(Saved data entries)
++++

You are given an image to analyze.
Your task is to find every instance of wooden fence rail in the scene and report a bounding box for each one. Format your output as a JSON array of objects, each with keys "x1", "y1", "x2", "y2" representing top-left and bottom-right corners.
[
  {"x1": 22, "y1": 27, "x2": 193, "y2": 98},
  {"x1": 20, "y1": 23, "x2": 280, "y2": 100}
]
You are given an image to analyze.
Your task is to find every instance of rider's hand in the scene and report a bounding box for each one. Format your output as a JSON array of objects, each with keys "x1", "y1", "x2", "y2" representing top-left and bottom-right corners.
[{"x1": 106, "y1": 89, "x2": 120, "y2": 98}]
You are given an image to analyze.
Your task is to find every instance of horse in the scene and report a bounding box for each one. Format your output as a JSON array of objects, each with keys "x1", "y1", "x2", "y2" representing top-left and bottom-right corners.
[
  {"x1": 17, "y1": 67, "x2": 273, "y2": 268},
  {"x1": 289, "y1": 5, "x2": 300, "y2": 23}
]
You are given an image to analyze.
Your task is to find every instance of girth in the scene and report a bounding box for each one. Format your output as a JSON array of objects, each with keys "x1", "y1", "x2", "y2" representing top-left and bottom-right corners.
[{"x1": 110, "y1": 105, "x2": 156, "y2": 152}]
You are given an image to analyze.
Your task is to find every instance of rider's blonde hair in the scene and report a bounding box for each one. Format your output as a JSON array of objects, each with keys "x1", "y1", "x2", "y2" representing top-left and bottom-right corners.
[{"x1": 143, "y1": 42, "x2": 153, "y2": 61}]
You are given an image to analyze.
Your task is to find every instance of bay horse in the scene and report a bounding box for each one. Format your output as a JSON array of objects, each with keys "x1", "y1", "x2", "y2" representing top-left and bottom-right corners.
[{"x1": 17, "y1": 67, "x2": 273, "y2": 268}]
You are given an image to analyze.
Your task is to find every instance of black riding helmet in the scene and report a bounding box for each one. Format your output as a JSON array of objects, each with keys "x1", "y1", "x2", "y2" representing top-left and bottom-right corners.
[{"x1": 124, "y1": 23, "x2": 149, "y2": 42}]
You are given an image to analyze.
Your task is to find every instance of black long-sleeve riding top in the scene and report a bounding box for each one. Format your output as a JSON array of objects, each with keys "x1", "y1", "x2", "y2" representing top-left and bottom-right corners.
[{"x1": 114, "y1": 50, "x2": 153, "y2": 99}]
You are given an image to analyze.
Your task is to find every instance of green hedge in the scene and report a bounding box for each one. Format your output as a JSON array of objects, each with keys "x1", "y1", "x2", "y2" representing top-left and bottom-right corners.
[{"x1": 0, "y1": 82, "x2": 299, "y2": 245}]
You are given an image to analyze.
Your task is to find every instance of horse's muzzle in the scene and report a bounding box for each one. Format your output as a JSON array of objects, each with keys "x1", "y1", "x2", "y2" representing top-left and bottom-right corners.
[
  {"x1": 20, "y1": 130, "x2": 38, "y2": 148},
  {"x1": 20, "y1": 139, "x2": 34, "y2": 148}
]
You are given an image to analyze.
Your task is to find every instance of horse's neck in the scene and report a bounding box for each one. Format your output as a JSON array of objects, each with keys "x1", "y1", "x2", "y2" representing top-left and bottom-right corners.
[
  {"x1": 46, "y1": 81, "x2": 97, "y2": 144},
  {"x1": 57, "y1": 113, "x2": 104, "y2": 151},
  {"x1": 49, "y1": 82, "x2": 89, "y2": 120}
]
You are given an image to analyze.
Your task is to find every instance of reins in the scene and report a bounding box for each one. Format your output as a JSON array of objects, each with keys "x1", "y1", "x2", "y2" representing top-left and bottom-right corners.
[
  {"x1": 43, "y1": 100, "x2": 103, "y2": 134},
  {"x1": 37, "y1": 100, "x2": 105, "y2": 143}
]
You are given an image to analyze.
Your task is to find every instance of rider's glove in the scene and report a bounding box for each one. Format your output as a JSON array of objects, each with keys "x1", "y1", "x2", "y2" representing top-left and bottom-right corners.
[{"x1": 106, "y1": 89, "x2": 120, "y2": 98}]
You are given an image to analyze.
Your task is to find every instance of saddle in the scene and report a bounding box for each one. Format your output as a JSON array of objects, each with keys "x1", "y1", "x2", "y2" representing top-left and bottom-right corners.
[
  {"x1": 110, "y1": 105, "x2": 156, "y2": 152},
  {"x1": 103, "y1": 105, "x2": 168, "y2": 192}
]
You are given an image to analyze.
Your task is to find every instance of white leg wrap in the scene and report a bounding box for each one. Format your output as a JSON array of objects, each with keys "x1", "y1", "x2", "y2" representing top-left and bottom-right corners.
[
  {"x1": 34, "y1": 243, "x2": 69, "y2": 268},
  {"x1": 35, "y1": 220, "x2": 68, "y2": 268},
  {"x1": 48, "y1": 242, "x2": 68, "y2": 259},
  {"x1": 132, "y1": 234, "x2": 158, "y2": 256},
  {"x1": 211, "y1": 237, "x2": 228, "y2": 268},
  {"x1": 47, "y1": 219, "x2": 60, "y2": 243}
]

++++

# [TASK INSTRUCTIONS]
Make an exact copy of every entry.

# [RESULT FOR THIS TASK]
You are given an image to analyze.
Your task is to find every instance of wooden fence rail in the scene and report a bounding box for each one. Format your output as a JSON array of objects, each with keys "x1", "y1", "x2", "y2" representing top-left and bottom-right corners.
[
  {"x1": 22, "y1": 27, "x2": 193, "y2": 98},
  {"x1": 20, "y1": 23, "x2": 280, "y2": 100}
]
You are given an image to analyze.
Your task is to find every instance of rider's hand in the scene and report a bounding box for each one. Format your output as a JSON array of objects, each with keys "x1", "y1", "x2", "y2" representing top-left and bottom-right corners.
[{"x1": 106, "y1": 89, "x2": 120, "y2": 98}]
You are given an image to analyze.
Your task is to find every instance of horse in the scene and report a bounding box for each one. Format your output as a JSON array of objects, each with keys "x1", "y1", "x2", "y2" representing top-left and bottom-right corners.
[
  {"x1": 17, "y1": 67, "x2": 273, "y2": 268},
  {"x1": 289, "y1": 5, "x2": 300, "y2": 23}
]
You are given an image to analyze.
Your task is to find every instance of girth in the scene and report a bounding box for each one. Format your output as a JSON array of objects, each with keys "x1", "y1", "x2", "y2" representing top-left and bottom-right corners.
[{"x1": 110, "y1": 105, "x2": 156, "y2": 152}]
You are given an image to analyze.
Your task is to find every instance of rider's blonde hair in the scene and report a bounding box for each one. Format your output as a JSON array of objects, each with keys "x1", "y1", "x2", "y2" representing top-left and bottom-right corners.
[{"x1": 143, "y1": 42, "x2": 153, "y2": 61}]
You are given an image to analyze.
Your task is to find every instance of bay horse in the scene and report a bounding box for each one. Format your output as a JSON array of objects, each with keys "x1", "y1", "x2", "y2" representing top-left and bottom-right corners.
[{"x1": 17, "y1": 67, "x2": 273, "y2": 268}]
You are given an image to analyze.
Your task is to find every instance of black riding helmet in the scene and report a bounding box for each one. Format your output as a JSON array of objects, each with keys "x1", "y1", "x2", "y2" representing top-left and bottom-right corners.
[{"x1": 124, "y1": 23, "x2": 149, "y2": 42}]
You are given an image to analyze.
Your task is to find every instance of black long-sleeve riding top in the scene and report a bounding box for each one. Format your output as a JSON array of objects, each with keys "x1", "y1", "x2", "y2" representing top-left and bottom-right corners.
[{"x1": 114, "y1": 50, "x2": 153, "y2": 99}]
You are given an image to analyze.
Your task is to find every instance of green hedge in the scene and report a bounding box for each one. Format your output as a JSON array of objects, each with keys "x1", "y1", "x2", "y2" representing top-left and bottom-right corners.
[{"x1": 0, "y1": 82, "x2": 299, "y2": 245}]
You are given an image to analyze.
Your task is to find every instance of horse's muzzle in the scene and report a bounding box for each one. Format your output as a JSON array of objects, each with keys "x1", "y1", "x2", "y2" representing top-left and bottom-right corners.
[
  {"x1": 20, "y1": 130, "x2": 38, "y2": 148},
  {"x1": 20, "y1": 139, "x2": 34, "y2": 148}
]
You are given an image to analyze.
Your task is to find every instance of horse's neck in the scene and report a bounding box for each one. Format your output as a JSON array of objects, each with keys "x1", "y1", "x2", "y2" representing top-left and bottom-right corners.
[
  {"x1": 46, "y1": 81, "x2": 97, "y2": 144},
  {"x1": 57, "y1": 113, "x2": 104, "y2": 151},
  {"x1": 49, "y1": 82, "x2": 89, "y2": 120}
]
You are given an image to analyze.
Your task is to find every instance of reins in the scene and report a bounding box for each one. Format your output as a JSON array of objects, each with keys "x1", "y1", "x2", "y2" representing top-left and bottom-right corners.
[
  {"x1": 43, "y1": 100, "x2": 103, "y2": 134},
  {"x1": 37, "y1": 100, "x2": 105, "y2": 143}
]
You are given an image to analyze.
Your task is to find every instance of rider's glove in the scene and report a bounding box for each one. Format your output as a JSON array of objects, each with keys "x1", "y1", "x2", "y2" representing top-left and bottom-right corners.
[{"x1": 106, "y1": 89, "x2": 120, "y2": 98}]
You are given an image to analyze.
Your task is to find every instance of saddle in the scene and report a bounding box for each one. Format your output as a JSON array of objects, each with keys "x1", "y1", "x2", "y2" representing top-left and bottom-right corners.
[
  {"x1": 110, "y1": 105, "x2": 156, "y2": 152},
  {"x1": 103, "y1": 105, "x2": 168, "y2": 192}
]
You are given an image to analyze.
Your task is to find every instance of white leg wrap in the scene and report a bounding box for each one. Format your output as a JSON array of objects, each with keys "x1", "y1", "x2", "y2" representing top-left and bottom-right corners.
[
  {"x1": 34, "y1": 243, "x2": 69, "y2": 268},
  {"x1": 35, "y1": 220, "x2": 68, "y2": 268},
  {"x1": 48, "y1": 242, "x2": 68, "y2": 259},
  {"x1": 132, "y1": 234, "x2": 158, "y2": 256},
  {"x1": 211, "y1": 237, "x2": 228, "y2": 268},
  {"x1": 47, "y1": 219, "x2": 60, "y2": 243}
]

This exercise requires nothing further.